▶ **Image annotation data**
■ ■ ■ ■ ■
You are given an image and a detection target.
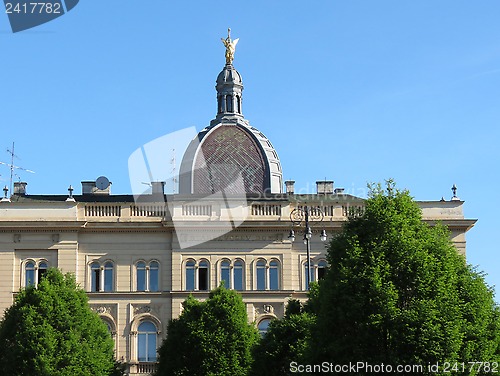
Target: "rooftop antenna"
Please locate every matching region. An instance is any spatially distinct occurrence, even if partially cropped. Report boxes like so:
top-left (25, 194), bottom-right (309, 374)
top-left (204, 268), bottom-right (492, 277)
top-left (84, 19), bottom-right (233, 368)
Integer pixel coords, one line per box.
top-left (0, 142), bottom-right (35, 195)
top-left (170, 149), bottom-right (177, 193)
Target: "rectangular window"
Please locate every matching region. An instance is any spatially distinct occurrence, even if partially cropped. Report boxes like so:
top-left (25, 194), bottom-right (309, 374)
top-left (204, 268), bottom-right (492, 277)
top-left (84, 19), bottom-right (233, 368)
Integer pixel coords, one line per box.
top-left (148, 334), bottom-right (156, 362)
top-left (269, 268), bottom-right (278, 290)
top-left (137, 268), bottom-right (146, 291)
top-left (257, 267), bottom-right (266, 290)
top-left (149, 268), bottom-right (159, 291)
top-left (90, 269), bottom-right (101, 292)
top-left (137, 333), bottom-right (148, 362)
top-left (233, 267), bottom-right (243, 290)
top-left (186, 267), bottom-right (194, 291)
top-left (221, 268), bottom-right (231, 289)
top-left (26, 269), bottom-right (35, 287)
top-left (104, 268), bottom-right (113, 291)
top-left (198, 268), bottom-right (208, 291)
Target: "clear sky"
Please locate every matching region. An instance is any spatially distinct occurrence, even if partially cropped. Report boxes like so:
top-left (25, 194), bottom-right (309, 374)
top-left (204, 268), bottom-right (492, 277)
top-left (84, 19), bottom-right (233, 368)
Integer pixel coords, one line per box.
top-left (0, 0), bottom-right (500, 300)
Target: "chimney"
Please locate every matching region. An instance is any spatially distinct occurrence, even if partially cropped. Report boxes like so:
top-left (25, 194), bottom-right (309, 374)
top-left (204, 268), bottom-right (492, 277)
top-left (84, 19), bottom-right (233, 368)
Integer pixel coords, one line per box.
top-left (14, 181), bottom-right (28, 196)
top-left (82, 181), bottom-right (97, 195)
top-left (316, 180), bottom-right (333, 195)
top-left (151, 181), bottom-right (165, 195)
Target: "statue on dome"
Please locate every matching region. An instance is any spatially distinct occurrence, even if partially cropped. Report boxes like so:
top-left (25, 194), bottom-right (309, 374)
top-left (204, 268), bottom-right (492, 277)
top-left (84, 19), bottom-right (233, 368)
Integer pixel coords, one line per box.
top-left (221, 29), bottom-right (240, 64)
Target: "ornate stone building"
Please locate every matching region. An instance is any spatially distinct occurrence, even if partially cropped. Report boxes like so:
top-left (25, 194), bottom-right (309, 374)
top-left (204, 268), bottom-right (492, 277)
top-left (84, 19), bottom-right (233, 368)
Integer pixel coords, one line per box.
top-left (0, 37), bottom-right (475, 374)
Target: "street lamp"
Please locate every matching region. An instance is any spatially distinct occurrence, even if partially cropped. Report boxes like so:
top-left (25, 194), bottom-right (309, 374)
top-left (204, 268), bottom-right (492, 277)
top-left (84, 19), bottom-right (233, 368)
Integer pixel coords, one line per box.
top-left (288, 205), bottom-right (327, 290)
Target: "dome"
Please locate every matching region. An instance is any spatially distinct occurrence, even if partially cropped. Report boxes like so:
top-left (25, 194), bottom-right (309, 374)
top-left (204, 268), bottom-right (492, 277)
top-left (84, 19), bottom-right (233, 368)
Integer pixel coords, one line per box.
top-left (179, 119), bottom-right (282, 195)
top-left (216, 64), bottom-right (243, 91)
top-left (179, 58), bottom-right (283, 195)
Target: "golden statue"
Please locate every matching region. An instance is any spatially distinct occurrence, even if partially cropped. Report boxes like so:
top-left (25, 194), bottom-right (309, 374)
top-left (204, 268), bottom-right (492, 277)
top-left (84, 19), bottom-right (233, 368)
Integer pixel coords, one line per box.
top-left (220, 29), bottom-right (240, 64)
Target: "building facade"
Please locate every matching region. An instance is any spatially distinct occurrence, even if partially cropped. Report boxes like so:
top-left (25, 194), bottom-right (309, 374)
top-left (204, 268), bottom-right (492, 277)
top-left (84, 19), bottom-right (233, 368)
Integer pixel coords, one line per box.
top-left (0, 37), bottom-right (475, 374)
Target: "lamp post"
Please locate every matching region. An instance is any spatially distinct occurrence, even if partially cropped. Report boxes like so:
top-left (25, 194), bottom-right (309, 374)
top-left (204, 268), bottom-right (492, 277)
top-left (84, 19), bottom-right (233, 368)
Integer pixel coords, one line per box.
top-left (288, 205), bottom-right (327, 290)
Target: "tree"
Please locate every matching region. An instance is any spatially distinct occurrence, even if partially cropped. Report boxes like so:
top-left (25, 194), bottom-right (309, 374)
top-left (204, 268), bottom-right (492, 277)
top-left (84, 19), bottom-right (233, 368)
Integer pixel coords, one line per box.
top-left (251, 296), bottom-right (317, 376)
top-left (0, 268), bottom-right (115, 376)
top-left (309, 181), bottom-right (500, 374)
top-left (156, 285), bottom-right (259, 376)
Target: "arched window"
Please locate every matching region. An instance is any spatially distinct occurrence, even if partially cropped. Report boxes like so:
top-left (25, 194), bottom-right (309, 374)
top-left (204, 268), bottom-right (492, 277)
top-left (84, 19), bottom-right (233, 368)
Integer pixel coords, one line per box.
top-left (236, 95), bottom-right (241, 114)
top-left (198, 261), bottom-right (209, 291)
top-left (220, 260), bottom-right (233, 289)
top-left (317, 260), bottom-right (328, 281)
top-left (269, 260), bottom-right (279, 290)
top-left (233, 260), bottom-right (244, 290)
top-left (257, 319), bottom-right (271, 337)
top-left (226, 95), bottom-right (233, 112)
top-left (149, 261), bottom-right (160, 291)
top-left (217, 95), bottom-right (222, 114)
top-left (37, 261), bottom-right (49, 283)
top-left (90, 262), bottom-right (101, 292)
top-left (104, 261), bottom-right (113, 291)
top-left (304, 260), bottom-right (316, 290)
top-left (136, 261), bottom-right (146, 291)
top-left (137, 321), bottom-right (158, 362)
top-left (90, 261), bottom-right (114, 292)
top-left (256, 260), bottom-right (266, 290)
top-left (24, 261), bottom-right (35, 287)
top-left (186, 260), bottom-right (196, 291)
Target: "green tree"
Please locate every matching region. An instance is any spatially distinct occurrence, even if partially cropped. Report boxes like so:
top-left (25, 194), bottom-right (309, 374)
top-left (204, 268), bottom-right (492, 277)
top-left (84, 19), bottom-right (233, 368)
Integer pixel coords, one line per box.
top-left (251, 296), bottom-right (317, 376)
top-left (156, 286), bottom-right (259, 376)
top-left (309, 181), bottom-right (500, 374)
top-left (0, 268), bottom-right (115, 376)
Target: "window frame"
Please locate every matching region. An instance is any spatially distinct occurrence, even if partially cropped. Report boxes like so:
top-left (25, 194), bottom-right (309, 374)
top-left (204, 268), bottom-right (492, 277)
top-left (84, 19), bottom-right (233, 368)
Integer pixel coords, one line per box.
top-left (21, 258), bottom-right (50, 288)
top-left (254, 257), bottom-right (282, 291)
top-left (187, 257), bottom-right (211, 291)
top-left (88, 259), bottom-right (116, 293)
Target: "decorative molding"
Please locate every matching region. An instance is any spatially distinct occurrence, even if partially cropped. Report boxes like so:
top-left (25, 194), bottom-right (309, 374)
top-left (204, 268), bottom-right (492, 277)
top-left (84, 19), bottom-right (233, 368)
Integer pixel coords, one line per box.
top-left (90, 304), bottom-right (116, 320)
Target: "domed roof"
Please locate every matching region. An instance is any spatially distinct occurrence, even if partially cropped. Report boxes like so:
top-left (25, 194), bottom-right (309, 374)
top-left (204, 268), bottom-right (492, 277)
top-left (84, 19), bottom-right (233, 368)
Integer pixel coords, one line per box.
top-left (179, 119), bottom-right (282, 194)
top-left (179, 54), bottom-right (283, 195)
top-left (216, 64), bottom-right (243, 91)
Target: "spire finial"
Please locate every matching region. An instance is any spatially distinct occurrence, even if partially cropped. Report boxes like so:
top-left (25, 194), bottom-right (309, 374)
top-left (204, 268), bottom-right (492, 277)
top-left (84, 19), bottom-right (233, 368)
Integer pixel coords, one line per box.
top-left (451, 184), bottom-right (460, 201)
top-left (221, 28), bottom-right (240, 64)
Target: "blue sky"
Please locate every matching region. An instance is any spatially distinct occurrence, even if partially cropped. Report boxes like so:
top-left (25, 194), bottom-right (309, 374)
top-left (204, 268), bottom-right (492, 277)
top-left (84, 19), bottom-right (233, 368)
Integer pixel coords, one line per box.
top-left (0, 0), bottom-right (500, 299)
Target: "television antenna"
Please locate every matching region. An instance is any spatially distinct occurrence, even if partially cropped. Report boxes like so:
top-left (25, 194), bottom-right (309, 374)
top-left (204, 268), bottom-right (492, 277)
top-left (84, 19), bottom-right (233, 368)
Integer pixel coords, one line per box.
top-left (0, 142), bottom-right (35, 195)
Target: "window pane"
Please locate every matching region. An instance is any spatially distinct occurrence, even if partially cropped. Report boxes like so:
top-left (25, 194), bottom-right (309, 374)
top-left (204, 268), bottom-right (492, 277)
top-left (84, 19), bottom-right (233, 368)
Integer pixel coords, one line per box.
■ ■ ■ ■ ■
▶ **AIM**
Count the lines in the rows above that contain the word "building". Reply with only the number.

▶ **EXERCISE SOLUTION**
2